Retype the data that follows line by line, exactly, and leave its pictures out.

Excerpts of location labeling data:
────

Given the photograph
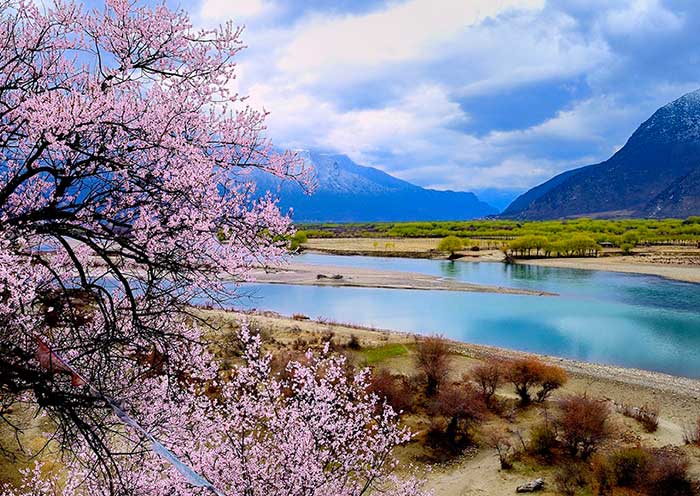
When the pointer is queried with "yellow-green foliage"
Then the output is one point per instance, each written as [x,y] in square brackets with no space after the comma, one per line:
[450,244]
[493,232]
[376,355]
[297,240]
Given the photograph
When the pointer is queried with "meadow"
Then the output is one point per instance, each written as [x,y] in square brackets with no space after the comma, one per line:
[617,232]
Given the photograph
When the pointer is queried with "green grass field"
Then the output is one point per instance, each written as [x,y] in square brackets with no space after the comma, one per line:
[615,232]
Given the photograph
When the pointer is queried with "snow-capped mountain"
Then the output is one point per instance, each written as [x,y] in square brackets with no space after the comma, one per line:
[656,174]
[346,191]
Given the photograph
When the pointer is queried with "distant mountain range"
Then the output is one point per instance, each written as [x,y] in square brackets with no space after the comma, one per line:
[348,192]
[656,174]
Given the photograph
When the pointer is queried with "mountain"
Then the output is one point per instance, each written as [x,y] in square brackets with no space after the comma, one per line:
[656,174]
[347,192]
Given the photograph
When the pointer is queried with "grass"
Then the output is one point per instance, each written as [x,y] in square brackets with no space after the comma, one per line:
[376,355]
[617,232]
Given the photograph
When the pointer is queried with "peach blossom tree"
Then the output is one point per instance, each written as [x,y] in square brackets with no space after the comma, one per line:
[125,159]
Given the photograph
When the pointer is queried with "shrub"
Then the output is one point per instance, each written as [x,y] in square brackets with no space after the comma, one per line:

────

→ **Reply to the task**
Given the photograph
When the pointer is queried with "yellow-green foliage"
Then the output is one point per instance, each written as [x,y] in square brackets with no space after the comma, one per line:
[450,244]
[493,232]
[376,355]
[297,240]
Given the photograph
When the pointer is queried with "meadow"
Then the output is one point per instance, each written as [x,y] in square brackets with no space after the comma, one per line:
[617,232]
Given the photograph
When the pointer is queried with "green grass field"
Then the output is one point per instance, each written as [x,y] in square brackets with no space after the comma, one per line:
[615,232]
Given the photograph
When the pointer is queried with "snow-capped mountain"
Then the output is one point per instance, each written as [x,y] in square brackets with no space after the comma, one per line:
[656,174]
[346,191]
Given the photograph
When the pointer is queried with "distant mountain range"
Then the output is one point per instance, each written as [x,y] in square brackets with no space after the comma, one per line:
[348,192]
[656,174]
Given the photograph
When the pointer is queried with "mountain"
Then the output is one point per instance, each written as [x,y] in square brackets with no space after the comma, one per line:
[656,174]
[347,192]
Given the photograph
When the pointer is queried with "grass"
Then the output is one point per instance, each written as [x,y] in square brackets with no space after the comma, one per line:
[376,355]
[617,232]
Given the photograph
When the pointer is queried with "peach blossom tree"
Then the output is one point per instance, each written as [x,y] in square brackets with no space after the comma, one per line:
[125,159]
Given the photograph
When the pointer is queried with "shrub"
Then the output is one point per instance, each written as [x,y] in square brackets with no space after the comma, one per line:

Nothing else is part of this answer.